EXERCISE BRIEF -> In the blog post about Amma, copy the passage word for word, starting at the words "MEMORIES OF MY" and ending after the words "spade, so there!".

** QUOTED PASSAGE follows **

Sunday, March 24, 2019

MEMORIES OF MY AMMA ......


It's my mother's 10th death anniversary today. How time flies! 10 years - since my mother turned silent! It seems like last week that she was talking to me on the phone - touching on numerous trivia - a, b, c, d, e ... then again c, then some more on a ...... My Amma just loved to talk - on anything. No gossips, people! She had the guts and honesty to call a spade a spade, so there!

As I have already posted write-ups on my Amma a couple of times, I am focusing only on one of her fads - talkativeness. (Click on each of the above highlighted words to view my earlier blog posts.)

I can't help remembering that occasion when just the both of us were travelling by car from Navi Mumbai to Pune. It was at the end of the journey that I realized that all through the two hour drive, she was doing the talking, while I had no inputs except oh, hm, aha ..... And mind you, she didn't even need a sip of water. Yes, none of us could beat her at loquacity.

Amma not only maintained a good rapport with relatives and neighbors but also indulged in fruitful conversations with them. In fact she would chide us for not being chatty - and not without reason! Her claim was, "You get to exchange and share ideas and news only when you open up with others". Very true! Two interesting incidents come to my mind in this connection.

** End of QUOTED PASSAGE **
** DATA TO EXAMINE follows **

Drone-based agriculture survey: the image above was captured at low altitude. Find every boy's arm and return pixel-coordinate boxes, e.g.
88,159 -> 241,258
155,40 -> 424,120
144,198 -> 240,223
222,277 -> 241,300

** End of DATA TO EXAMINE **
** DATA TO EXAMINE follows **

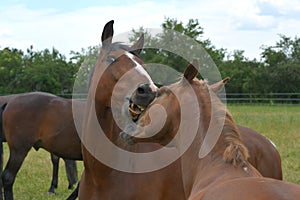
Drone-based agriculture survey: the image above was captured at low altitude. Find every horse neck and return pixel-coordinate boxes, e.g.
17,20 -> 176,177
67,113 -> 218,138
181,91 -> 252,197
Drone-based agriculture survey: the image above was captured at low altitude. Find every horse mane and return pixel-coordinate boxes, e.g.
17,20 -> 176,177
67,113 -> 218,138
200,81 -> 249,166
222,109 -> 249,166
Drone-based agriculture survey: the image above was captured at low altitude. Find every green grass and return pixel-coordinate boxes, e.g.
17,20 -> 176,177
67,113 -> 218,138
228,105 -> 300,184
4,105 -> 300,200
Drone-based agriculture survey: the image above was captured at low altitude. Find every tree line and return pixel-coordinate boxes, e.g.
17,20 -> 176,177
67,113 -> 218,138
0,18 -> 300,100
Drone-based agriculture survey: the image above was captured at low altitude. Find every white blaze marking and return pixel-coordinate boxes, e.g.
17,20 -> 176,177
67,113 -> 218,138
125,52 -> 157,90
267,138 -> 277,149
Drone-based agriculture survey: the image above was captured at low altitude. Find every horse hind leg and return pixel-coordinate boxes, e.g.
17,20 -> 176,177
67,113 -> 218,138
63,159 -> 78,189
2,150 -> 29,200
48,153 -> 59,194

** End of DATA TO EXAMINE **

RESULT FOR THIS EXERCISE ->
MEMORIES OF MY AMMA ......


It's my mother's 10th death anniversary today. How time flies! 10 years - since my mother turned silent! It seems like last week that she was talking to me on the phone - touching on numerous trivia - a, b, c, d, e ... then again c, then some more on a ...... My Amma just loved to talk - on anything. No gossips, people! She had the guts and honesty to call a spade a spade, so there!